━━━ Supplied records

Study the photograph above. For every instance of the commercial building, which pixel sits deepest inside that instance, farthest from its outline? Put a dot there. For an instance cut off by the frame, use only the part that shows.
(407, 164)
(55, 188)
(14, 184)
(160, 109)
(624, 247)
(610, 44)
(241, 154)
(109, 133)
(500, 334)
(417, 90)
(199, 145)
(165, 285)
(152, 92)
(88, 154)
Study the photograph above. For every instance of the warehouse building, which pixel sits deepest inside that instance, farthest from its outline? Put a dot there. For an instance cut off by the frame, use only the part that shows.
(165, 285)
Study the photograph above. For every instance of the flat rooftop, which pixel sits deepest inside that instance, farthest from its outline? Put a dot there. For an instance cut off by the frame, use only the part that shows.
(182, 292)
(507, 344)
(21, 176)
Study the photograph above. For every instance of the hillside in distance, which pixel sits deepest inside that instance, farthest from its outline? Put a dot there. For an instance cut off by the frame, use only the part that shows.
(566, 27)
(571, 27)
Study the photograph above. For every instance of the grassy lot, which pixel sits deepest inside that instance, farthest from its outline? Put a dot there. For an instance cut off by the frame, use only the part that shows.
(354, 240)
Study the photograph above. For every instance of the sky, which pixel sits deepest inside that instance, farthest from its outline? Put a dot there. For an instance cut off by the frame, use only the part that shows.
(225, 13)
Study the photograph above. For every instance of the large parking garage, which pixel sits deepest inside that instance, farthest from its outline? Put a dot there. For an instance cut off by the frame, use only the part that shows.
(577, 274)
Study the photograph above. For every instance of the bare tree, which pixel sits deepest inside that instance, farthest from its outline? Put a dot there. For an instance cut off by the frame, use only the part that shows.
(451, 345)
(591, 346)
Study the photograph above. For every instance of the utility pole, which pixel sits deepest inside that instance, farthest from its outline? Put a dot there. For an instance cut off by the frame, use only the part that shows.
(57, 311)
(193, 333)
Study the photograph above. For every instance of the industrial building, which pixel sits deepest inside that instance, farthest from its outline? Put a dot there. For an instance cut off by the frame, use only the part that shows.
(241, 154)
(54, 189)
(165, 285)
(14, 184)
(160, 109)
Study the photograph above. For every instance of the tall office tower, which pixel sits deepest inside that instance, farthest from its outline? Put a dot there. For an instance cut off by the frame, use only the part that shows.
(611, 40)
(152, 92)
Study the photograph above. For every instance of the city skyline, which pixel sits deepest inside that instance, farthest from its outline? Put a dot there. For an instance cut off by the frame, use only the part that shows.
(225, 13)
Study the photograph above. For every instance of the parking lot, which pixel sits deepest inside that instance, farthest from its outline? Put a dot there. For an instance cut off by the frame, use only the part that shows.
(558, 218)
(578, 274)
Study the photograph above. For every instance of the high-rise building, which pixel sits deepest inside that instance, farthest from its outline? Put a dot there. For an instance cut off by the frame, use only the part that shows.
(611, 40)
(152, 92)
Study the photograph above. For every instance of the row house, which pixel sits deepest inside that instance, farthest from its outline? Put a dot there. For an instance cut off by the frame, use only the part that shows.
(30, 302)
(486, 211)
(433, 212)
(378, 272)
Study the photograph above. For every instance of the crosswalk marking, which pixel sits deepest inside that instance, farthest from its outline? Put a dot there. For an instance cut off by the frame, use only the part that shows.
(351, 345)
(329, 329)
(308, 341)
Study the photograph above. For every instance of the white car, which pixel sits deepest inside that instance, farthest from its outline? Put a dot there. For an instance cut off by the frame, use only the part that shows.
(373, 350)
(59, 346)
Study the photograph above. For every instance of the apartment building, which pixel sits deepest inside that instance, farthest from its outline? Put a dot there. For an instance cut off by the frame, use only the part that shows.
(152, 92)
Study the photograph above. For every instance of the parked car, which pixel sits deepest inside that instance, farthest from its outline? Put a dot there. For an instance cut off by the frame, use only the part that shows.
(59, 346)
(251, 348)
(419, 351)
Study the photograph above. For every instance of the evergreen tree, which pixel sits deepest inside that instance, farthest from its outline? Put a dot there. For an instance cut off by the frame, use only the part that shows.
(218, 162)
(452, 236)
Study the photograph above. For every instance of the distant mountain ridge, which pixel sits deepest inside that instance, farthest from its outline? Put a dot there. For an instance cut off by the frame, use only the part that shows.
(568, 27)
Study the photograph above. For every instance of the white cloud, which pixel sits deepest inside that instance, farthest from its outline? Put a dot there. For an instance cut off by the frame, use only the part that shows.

━━━━━━

What to do —
Reproduce every record, matching each line exactly.

Answer to this task —
Study the photograph above. For every instance of the commercial building, which pixel sits deepest inside that instance, farthest from its outline? Put a dot there. For an instance cut off by the frame, use only the part that shows.
(407, 164)
(55, 188)
(14, 184)
(160, 109)
(624, 247)
(610, 44)
(241, 154)
(109, 133)
(500, 334)
(417, 90)
(199, 145)
(165, 285)
(152, 92)
(88, 154)
Study the photograph above. For every instance of the warehouse building, which pixel sits deepest inside that instance, farthest from its outline? Put a dot there. For an instance cut off by the frame, use only the part that shows.
(165, 285)
Study the photograph above. For every instance of the flat rooftop, which pixel sits deepest inside that instance, farthest from its outline? Put a dot there. For an instance cut off by the frame, use only the part that shows.
(182, 292)
(507, 344)
(21, 176)
Study the photograph above. For every instance of the hillside in distance, which pixel sits deepest inside that instance, farthest from its outline? Put a dot there. For an instance cut off by the frame, use only the part that shows.
(566, 27)
(571, 27)
Study the photograph above. For every instance of the grassy lot, which pixel sits deepest inside that instance, farthest from its outline? Put a dot there. For an instance cut off by the frame, use only the part that shows.
(354, 240)
Study the photograph above. For every instance of the sky, which pixel sits deepest inside that instance, farthest from its outline? Put a dot there. For an instance cut off by the frame, use only the part that shows.
(225, 13)
Study the photograph above. For every instance of the large parking garage, which pixel sits deepest inside that instance, farthest from its outline? Put a dot there. For an instance cut off by the frame, use only the part that shows.
(577, 274)
Study the photograph above. For every instance of the bare tree, which pixel sits deepest inside that instance, farthest from its outline? Put a dot there. For an instance cut off by the frame, use only the part that shows.
(451, 345)
(591, 346)
Study the photograph above. For every instance of the utility pole, which pixel sits deepest inside that instance, farthest from its outline? Put a dot there. For an instance cut off by the frame, use only the part that shows.
(57, 311)
(193, 333)
Study the photograph above. For every instance of the industrial building, which pixel sits deepest inside that instance, farthest from its outline? Put a dot there. For an instance cut off by the frame, use only the part that shows.
(241, 154)
(54, 189)
(165, 285)
(14, 184)
(160, 109)
Study the photograph above. For every instance of the tall office tower, which pixel sits deepest inside that instance, farthest from its outline? Put a dot there. For an instance cut off by the frame, use only the part that shows.
(611, 40)
(152, 92)
Study the photograph above. For every instance of the city skyline, which pixel sits deepest inside that instance, farthest from its outline? Put a dot there. For an instance cut off by the frame, use only the part that shows.
(225, 13)
Study the photograph above. For every instance of the parking lot, which pixel sits deepest inside that instance, farthest from its outline? Put a dot there. For an instance cut off by the frame, use only the part that shows.
(558, 218)
(578, 274)
Study the photograph above. For every instance of the high-rise building, which pixel sits deepest inside that instance, farthest from its outline? Put a dot there. For an instance cut off by the frame, use only the part that shows.
(611, 40)
(152, 92)
Study the photograph above. For every instance of the row house, which pixel sits deepest inside that instance, farthest from its outline? Put a dot there. For an instance cut off by the frame, use only the part that shows.
(30, 302)
(486, 211)
(433, 212)
(378, 272)
Study the photograph above. For every instance of the crosswalk marking, which pixel sits deepest inside that instance, farthest from its outline? Put a dot there. For an instance cut off by the frame, use only the part that shows.
(351, 345)
(329, 329)
(308, 341)
Study the photograph above. For every instance of the white car, which pixel sits deepest inside that instance, farthest from its outline? Put a dot there. For an instance cut off by the frame, use only the part that shows.
(373, 350)
(59, 346)
Study the photograph above. For every instance of the apartment building, which pixel sits deepest inside that instance, farthest from its outline? Put a dot there. For an instance cut off by the frame, use only the part that shows.
(152, 92)
Study the photograph above. For every instance of the parked car, which pixel sits deepest inside that instance, farthest from its outline? Put a dot there. For an instance cut off by the frame, use only the part that shows.
(59, 346)
(251, 348)
(419, 351)
Study the photograph above. For every instance of the evergreen tree, which pixel sits deepest inside that instance, farthest from its outline? Put a dot there. For an instance cut off by the frame, use only the part that shows.
(218, 162)
(452, 236)
Study the photograph above. For every instance of the distant mountain ridge, which pixel sits deepest inside that instance, farthest from its outline? Put a dot there. For an instance cut off by the frame, use only the part that shows.
(568, 27)
Study the photograph above. For every instance of the white cloud, which pixel sits deepest inside that instance, farthest from its outline? Put a dot there. For an instance cut off by the frame, use only the part that shows.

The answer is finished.